[読む文章]
>>

説明

ゼニゴケ用除草剤

【課題】 周囲の有用植物に対する影響の少ないヒトと環境に優しいゼニゴケ用除草剤を提供する。
【解決手段】 5〜20重量%尿素および0.25〜1重量%多価アルコール水溶液のゼニゴケ用除草剤。

【発明の詳細な説明】
【技術分野】
【0001】
本発明は、一般家庭および農家で使用するゼニゴケ用除草剤である。
【背景技術】
【0002】
従来ゼニゴケを防除するためには、ピンセットで摘み取る方法、熱湯をかける方法などのほか、特定農薬の食酢や重曹の水溶液を散布するなどが知られているが、最近はビアラホスやDCMUなどの農薬を散布する方法も行われている。
また、ゼニゴケ用ではないが、尿素などを含む除草剤では下記文献の出願もある。
【特許文献1】特開2003−40714
【発明の開示】
【発明が解決しようとする課題】
【0003】
従来から知られているゼニゴケを防除するための方法は、ピンセットで摘み取る方法や熱湯をかける方法が知られているが、ピンセットでは、手間と時間がかかり、胞子の除去までは難しく、また、熱湯は、やけどの危険を伴い取り扱いが難しい。さらに特定農薬の食酢や重曹の水溶液を散布する方法が知られているが、食酢は、散布時の臭いが強く不快感を与え、さらに両者とも、その効果の持続性が短く噴霧回数を頻繁にしなければならない。農薬のビアラホスやDCMUを使用する場合は、皮膚への刺激(ビアラホス)、温室内での使用制限(DCMU)および周囲の有用植物に対する薬害などの危険性がある。さらに農薬を年間に同一場所に使用できる総使用回数の制限(ビアラホスおよびDCMUともに3回以内)や公園、堤とう等で使用する場合は、縄囲いや立て札を立てるなど配慮し、人畜等に被害を及ぼさないよう注意を払わなければならない。また、散布時には農薬用マスク、手袋、長ズボン・長袖などの作業衣の着用等安全性に対する十分な注意が必要とされる。 また、特許文献1の出願は除草効果とモグラ対策を期待するもので、窒素に対してアルミナ、カルシュウム、マグネシュウム、鉄分、珪酸の含有物を混合した除草剤であるが、粒状または粉状で散布するものであり、雑草の発芽時期を狙っての散布を必要とする除草剤である。ゼニゴケを防除するためには粒状または粉状の散布は不均一になり易く、固体である除草剤の吸収は遅いため、除草効果の発現は遅延する。また、使用量が多くなるために防除する雑草だけではなく、他の植物にとっては少なからぬ影響を受ける。

<<

[問題 A]
ゼニゴケ用除草剤の文章で、特許文献1の除草剤が窒素に混ぜているものをすべて挙げてください。
[問題 B]
ゼニゴケ用除草剤の文章から、「また、ゼニゴケ用ではないが、尿素などを含む除草剤では下記文献の出願もある。」から「ては少なからぬ影響を受ける。」までを、その言葉も含めてそのまま書き写してください。
これらの記録は、上の文章とは関係がありません。

[示された記録]

>>

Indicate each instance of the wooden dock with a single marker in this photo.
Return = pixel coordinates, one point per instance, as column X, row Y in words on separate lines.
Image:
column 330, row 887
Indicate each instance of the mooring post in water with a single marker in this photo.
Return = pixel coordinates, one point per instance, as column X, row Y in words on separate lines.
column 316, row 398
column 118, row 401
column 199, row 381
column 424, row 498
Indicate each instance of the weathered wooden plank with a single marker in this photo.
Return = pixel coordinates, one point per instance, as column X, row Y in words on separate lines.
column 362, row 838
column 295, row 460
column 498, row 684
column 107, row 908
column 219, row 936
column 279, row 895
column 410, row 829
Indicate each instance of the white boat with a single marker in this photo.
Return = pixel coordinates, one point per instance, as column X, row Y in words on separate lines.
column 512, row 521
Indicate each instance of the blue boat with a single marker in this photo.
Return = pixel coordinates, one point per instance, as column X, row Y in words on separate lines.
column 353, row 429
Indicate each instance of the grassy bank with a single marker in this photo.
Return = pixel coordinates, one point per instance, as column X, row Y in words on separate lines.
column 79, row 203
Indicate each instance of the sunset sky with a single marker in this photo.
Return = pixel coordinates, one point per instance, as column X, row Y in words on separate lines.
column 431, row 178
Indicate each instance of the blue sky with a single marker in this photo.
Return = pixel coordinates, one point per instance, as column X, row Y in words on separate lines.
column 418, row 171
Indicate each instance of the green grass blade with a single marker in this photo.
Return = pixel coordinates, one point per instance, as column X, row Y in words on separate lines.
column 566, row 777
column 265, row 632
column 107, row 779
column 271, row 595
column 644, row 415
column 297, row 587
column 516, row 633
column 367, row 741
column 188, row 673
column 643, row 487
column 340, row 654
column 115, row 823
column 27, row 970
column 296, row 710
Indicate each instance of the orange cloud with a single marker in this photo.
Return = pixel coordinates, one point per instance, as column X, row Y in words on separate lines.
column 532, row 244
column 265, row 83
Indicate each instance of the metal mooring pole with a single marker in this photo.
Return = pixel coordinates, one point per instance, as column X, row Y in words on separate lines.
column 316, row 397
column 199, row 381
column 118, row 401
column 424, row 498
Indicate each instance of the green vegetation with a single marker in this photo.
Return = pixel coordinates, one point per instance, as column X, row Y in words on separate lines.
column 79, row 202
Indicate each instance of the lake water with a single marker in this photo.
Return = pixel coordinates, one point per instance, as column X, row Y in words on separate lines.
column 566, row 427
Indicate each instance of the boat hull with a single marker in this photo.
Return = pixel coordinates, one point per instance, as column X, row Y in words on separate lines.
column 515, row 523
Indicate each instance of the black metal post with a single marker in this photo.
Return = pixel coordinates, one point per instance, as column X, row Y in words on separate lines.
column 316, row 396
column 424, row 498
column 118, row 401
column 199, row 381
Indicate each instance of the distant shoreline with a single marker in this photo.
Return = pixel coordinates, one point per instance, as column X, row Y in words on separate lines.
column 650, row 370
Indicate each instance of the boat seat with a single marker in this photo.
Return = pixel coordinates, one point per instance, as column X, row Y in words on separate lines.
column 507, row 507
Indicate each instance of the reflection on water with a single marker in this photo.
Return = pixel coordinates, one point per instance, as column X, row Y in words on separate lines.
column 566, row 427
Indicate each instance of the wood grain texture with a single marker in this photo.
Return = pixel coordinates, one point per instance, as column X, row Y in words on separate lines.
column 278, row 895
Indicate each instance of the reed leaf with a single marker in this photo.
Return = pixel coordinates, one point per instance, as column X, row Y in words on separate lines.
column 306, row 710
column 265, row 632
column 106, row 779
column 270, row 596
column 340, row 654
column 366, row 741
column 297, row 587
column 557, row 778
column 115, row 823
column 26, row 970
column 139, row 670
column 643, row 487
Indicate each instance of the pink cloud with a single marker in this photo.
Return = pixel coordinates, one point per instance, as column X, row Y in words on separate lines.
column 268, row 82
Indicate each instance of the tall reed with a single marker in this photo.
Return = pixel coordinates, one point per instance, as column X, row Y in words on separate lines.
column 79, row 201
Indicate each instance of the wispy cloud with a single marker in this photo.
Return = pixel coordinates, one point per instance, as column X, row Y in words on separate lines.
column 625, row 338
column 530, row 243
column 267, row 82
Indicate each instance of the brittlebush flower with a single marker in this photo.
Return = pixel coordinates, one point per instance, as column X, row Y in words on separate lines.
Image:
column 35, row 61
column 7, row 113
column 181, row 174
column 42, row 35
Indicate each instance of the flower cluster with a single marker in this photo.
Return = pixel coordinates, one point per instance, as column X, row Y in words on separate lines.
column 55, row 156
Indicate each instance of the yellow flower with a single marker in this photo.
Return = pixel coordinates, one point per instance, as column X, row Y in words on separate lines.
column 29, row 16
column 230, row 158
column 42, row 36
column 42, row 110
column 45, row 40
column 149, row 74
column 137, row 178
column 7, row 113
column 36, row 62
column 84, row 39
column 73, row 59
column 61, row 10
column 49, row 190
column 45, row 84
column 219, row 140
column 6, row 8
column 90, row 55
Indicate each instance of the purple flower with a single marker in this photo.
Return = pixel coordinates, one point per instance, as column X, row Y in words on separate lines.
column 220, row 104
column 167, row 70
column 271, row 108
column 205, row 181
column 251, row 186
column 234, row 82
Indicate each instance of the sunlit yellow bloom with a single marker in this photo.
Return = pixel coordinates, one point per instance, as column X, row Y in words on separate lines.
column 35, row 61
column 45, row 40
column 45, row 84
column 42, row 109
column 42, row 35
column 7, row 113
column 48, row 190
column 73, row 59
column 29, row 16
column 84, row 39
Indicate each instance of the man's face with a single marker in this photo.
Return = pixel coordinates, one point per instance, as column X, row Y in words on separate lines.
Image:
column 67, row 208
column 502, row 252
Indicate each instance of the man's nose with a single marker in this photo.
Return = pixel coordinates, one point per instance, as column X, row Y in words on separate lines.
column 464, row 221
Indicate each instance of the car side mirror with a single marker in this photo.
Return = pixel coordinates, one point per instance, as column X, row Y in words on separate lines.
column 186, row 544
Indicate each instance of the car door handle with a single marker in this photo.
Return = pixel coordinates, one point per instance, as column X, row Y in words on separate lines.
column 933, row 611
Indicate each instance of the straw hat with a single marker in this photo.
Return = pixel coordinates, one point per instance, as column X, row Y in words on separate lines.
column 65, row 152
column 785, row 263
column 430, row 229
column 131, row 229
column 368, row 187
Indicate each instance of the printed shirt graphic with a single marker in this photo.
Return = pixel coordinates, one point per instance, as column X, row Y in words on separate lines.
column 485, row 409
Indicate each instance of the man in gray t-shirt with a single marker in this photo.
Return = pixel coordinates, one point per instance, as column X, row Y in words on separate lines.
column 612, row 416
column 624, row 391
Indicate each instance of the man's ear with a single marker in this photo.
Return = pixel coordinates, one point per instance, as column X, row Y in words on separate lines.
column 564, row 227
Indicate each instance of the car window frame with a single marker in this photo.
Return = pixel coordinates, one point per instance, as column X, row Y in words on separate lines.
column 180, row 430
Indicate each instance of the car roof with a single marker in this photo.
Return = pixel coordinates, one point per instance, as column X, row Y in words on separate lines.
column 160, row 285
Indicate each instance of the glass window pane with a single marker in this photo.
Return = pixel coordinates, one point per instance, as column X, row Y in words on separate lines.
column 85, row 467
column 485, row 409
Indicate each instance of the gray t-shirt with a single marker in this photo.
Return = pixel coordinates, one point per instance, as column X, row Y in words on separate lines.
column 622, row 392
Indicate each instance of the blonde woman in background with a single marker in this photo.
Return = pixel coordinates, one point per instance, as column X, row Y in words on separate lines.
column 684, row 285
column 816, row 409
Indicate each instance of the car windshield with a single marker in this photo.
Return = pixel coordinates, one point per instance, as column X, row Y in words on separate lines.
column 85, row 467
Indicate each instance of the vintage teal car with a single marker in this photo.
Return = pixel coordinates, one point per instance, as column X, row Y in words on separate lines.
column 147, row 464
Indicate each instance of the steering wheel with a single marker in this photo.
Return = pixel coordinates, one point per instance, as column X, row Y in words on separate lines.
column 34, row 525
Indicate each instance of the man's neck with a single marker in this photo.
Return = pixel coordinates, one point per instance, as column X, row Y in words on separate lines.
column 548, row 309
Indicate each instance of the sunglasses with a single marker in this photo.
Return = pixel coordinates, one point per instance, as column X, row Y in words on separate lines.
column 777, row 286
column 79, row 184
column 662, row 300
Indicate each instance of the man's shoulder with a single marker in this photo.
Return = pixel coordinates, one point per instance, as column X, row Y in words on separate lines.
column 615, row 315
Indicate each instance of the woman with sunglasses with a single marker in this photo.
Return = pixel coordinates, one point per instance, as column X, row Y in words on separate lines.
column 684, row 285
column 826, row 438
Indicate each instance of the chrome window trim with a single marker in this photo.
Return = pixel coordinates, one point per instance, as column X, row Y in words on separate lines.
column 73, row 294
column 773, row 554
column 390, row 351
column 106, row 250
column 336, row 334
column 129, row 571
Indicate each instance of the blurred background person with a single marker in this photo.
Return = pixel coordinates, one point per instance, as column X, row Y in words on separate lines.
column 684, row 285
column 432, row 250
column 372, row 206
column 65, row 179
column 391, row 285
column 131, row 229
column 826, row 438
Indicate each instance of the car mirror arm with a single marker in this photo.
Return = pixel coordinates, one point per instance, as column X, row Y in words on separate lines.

<<

[答え A]
アルミナ、カルシュウム、マグネシュウム、鉄分、珪酸

[答え B]
また、ゼニゴケ用ではないが、尿素などを含む除草剤では下記文献の出願もある。
【特許文献1】特開2003−40714
【発明の開示】
【発明が解決しようとする課題】
【0003】
従来から知られているゼニゴケを防除するための方法は、ピンセットで摘み取る方法や熱湯をかける方法が知られているが、ピンセットでは、手間と時間がかかり、胞子の除去までは難しく、また、熱湯は、やけどの危険を伴い取り扱いが難しい。さらに特定農薬の食酢や重曹の水溶液を散布する方法が知られているが、食酢は、散布時の臭いが強く不快感を与え、さらに両者とも、その効果の持続性が短く噴霧回数を頻繁にしなければならない。農薬のビアラホスやDCMUを使用する場合は、皮膚への刺激(ビアラホス)、温室内での使用制限(DCMU)および周囲の有用植物に対する薬害などの危険性がある。さらに農薬を年間に同一場所に使用できる総使用回数の制限(ビアラホスおよびDCMUともに3回以内)や公園、堤とう等で使用する場合は、縄囲いや立て札を立てるなど配慮し、人畜等に被害を及ぼさないよう注意を払わなければならない。また、散布時には農薬用マスク、手袋、長ズボン・長袖などの作業衣の着用等安全性に対する十分な注意が必要とされる。 また、特許文献1の出願は除草効果とモグラ対策を期待するもので、窒素に対してアルミナ、カルシュウム、マグネシュウム、鉄分、珪酸の含有物を混合した除草剤であるが、粒状または粉状で散布するものであり、雑草の発芽時期を狙っての散布を必要とする除草剤である。ゼニゴケを防除するためには粒状または粉状の散布は不均一になり易く、固体である除草剤の吸収は遅いため、除草効果の発現は遅延する。また、使用量が多くなるために防除する雑草だけではなく、他の植物にとっては少なからぬ影響を受ける。